== Dataset ==
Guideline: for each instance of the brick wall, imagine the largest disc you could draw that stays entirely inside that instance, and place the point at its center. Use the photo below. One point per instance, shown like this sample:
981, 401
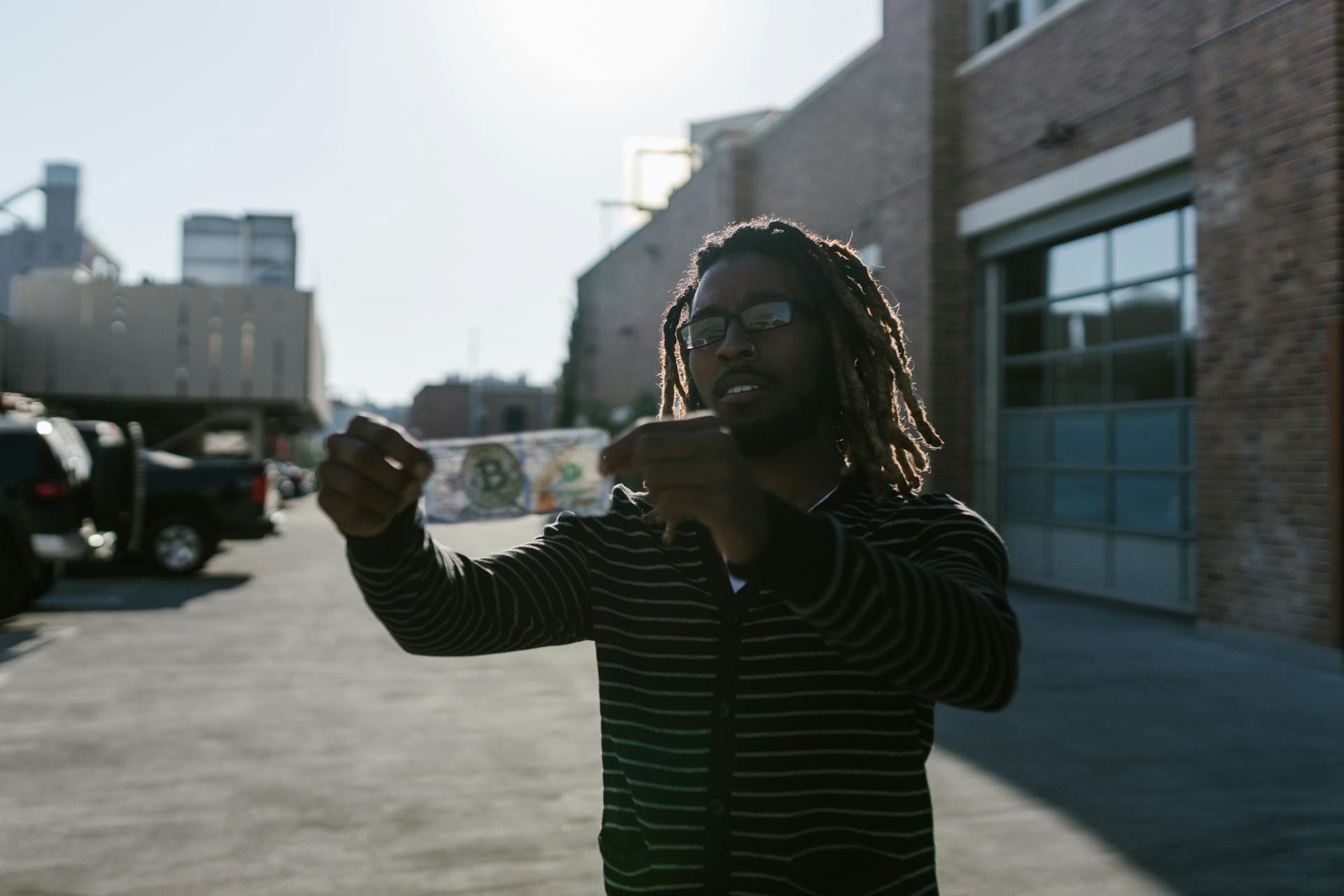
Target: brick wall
899, 141
1268, 192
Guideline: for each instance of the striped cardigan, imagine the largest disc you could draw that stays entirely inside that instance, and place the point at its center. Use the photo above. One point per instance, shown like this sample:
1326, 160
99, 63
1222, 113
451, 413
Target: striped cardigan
771, 741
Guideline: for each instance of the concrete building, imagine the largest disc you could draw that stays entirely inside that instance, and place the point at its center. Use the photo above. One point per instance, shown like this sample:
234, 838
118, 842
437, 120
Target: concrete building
181, 359
483, 406
1113, 232
61, 241
218, 250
===
How to complete this task: Using the entries, return every line where the word "entirely" can be found.

Answer box:
Guideline: for each instance of the brick wall, imagine the largest disc you could draw that stays entirely inside that instance, and place the point at its center. Use the photo below. One point per instance, shown like this sample:
Guideline: for each instance of the striped cardigan, imagine the largest disc you could draw that stays entirely inside that instance, and place the point at its center. Use the photo above. One point per instance, shown like this sample:
Guideline: for each instance of the concrete building, imagine the largest disc you could draw that stays entirely inside that instance, and place the point at its center. Use the photo above. One point per instance, shown like this sample:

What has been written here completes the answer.